-- AIM OF THE TASK --
Extract each line of the data below that contains the word "Trace".

(Dataset entries)
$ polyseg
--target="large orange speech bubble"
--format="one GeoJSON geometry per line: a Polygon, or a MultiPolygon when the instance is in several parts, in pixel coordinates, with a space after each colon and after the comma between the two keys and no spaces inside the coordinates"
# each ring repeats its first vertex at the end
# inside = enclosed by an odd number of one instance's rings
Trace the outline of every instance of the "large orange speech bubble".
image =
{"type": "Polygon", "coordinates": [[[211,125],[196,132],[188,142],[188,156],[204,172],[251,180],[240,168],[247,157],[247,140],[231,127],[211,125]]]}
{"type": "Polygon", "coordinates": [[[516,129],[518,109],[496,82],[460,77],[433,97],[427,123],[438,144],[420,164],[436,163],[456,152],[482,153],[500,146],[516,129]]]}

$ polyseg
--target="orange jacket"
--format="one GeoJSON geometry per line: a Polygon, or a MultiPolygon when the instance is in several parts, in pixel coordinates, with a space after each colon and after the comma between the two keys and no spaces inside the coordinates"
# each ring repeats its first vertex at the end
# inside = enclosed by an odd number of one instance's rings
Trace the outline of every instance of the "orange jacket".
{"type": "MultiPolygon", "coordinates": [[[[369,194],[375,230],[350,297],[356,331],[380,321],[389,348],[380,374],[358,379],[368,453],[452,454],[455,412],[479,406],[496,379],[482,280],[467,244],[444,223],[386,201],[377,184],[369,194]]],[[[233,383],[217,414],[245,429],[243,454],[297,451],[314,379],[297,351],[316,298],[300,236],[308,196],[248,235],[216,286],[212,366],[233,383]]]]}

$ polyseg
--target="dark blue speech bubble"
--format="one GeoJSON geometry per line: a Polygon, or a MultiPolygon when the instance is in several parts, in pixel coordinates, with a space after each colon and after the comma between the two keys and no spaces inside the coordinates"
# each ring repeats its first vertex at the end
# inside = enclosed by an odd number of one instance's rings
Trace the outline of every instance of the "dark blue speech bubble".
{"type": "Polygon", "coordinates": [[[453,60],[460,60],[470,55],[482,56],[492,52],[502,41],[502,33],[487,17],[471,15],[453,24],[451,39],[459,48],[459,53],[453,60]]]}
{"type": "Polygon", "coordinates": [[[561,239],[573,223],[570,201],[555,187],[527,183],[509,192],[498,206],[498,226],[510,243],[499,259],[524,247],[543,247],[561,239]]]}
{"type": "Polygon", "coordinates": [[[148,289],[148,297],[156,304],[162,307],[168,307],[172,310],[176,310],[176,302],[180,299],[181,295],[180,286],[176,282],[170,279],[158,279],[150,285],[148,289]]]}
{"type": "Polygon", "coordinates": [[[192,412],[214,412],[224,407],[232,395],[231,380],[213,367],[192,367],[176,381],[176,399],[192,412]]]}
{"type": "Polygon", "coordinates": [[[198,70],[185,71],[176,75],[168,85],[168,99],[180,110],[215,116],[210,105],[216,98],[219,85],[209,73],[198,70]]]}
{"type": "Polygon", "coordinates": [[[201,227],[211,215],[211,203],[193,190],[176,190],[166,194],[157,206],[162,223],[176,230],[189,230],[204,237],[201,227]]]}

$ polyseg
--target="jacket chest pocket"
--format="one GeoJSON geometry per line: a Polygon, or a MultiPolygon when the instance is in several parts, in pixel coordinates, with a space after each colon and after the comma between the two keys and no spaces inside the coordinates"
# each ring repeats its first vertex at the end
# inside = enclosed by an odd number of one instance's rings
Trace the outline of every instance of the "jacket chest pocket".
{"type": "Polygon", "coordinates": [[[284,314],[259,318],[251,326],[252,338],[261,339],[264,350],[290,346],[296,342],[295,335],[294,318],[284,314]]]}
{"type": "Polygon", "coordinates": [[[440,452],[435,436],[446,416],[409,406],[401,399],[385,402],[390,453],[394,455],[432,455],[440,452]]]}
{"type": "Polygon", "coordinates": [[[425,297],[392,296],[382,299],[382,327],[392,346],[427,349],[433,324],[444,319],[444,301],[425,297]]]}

-- ANSWER TO THE TASK --
Trace the outline of every instance of the "large orange speech bubble".
Trace the outline of every instance of the "orange jacket".
Trace the outline of every instance of the "dark blue speech bubble".
Trace the outline of every instance of the "jacket chest pocket".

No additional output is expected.